-- Records for processing --
+ + + +

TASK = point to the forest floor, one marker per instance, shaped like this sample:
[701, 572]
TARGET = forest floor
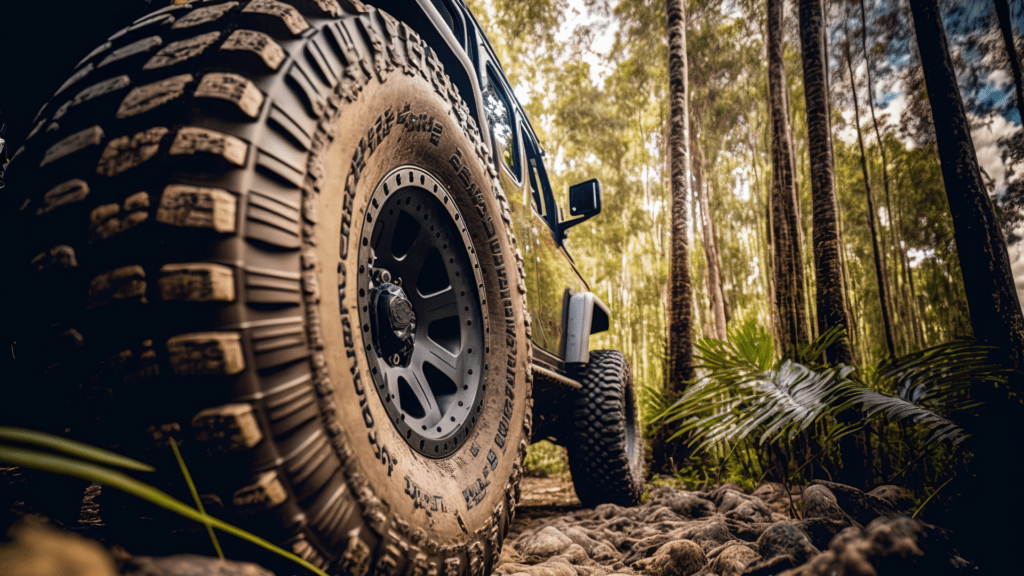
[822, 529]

+ + + +

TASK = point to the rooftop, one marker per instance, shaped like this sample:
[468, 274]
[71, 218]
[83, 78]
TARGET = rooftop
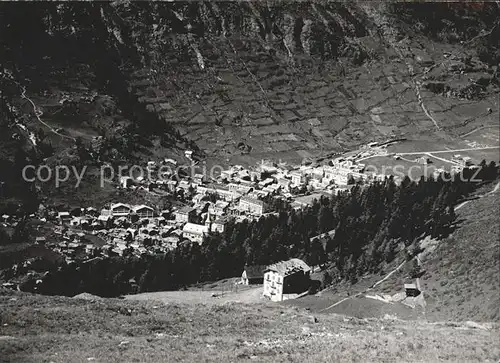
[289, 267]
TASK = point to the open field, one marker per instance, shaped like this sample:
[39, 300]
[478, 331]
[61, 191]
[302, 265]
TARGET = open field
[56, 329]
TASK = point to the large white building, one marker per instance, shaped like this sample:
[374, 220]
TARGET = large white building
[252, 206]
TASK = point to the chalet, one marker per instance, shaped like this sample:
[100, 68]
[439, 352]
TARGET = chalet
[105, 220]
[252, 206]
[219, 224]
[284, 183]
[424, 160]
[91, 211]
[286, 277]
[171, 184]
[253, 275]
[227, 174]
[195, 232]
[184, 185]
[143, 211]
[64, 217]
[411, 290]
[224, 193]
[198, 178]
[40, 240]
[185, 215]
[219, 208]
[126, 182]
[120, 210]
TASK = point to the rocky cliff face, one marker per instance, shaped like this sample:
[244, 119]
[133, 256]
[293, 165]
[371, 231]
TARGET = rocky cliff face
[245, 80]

+ + + +

-- Activity --
In the listing, count every line holding the word "TASK"; answer with the count alone.

-- Solution --
6